■ Short exercise 1 ■
Rewrite the portion of the data science passage starting at "What does a" and ending at "many different hats.", renaming "Data Scientist" to "Data Analyst" wherever it occurs.

■ Excerpt ■
Key Terms & Concepts

What does a Data Scientist do?

Frequently regarded as "one of the sexiest careers of the 21st century", I can assure you from my first hand experience that it's only mildly interesting. The term Data Science is a marketing phenomenon, and the Data Scientist job title has become an umbrella term for anyone who works with data. Nevertheless, I can't see myself working in any other role. I love the wide variety of problems I get to work on and being able to wear many different hats.

Data Science is a multidisciplinary field that combines statistics, computer science and business intelligence to extract meaningful information from data. If you're lucky, you will get to work on flashy Machine Learning models for about 10% of the time. Understanding business problems, data wrangling and integrating your solution with existing business systems makes up the other 90%.

The flashiest part about being a Data Scientist is building models -- systems that learn by finding and applying patterns from previous observations. These models quantify real world phenomenons and define the meaning of artificial intelligence.

We frequently use the term "training" to refer to model development (i.e. training a model).

What exactly are Models?

■ Short exercise 2 ■
Recast the lines of the records as a JSON list of strings, starting at the line that contains "In this exercise you will indicate the white" and ending at the line that contains "point(952, 50)". Give one string per line, leave out blank lines, and include nothing else.

[Data items]
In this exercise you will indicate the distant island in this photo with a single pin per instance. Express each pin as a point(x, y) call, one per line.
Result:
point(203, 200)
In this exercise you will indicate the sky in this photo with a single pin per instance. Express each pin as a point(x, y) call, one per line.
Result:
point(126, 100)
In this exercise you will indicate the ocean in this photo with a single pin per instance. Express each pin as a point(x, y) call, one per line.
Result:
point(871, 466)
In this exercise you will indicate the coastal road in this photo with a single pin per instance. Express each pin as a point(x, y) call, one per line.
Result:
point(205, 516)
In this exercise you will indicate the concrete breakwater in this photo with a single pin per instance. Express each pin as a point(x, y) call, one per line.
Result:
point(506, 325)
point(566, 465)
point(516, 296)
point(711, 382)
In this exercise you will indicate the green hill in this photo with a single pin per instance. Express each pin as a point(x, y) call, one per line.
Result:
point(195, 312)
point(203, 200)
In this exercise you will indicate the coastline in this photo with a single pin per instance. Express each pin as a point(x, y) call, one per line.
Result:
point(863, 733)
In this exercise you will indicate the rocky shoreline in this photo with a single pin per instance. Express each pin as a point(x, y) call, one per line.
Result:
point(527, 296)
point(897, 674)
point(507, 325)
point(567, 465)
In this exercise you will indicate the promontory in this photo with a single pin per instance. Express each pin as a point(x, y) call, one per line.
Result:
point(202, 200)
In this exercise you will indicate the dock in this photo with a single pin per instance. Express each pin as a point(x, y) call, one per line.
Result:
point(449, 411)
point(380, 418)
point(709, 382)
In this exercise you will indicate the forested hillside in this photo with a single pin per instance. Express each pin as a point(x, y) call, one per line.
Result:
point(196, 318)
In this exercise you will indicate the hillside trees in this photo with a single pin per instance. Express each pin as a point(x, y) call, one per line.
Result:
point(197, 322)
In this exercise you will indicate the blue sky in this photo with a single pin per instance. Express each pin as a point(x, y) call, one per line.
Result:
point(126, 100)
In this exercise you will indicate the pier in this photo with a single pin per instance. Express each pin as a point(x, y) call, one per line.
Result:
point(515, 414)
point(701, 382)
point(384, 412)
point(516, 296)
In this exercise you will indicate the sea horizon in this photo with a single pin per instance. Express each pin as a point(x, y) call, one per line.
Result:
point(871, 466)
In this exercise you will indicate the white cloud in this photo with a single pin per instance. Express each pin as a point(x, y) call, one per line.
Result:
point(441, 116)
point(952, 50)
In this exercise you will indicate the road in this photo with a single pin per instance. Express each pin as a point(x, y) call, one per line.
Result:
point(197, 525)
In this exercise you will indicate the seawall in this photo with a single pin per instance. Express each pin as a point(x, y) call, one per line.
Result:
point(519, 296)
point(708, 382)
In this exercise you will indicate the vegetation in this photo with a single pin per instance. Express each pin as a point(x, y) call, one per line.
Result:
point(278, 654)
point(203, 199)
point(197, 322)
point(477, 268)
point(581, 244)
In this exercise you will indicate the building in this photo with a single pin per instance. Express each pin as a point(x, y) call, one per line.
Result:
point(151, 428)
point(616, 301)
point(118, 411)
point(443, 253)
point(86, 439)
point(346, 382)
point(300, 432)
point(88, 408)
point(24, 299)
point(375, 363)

■ Full solution 1 ■
What does a Data Analyst do?

Frequently regarded as "one of the sexiest careers of the 21st century", I can assure you from my first hand experience that it's only mildly interesting. The term Data Science is a marketing phenomenon, and the Data Analyst job title has become an umbrella term for anyone who works with data. Nevertheless, I can't see myself working in any other role. I love the wide variety of problems I get to work on and being able to wear many different hats.

■ Full solution 2 ■
[
  "In this exercise you will indicate the white cloud in this photo with a single pin per instance. Express each pin as a point(x, y) call, one per line.",
  "Result:",
  "point(441, 116)",
  "point(952, 50)"
]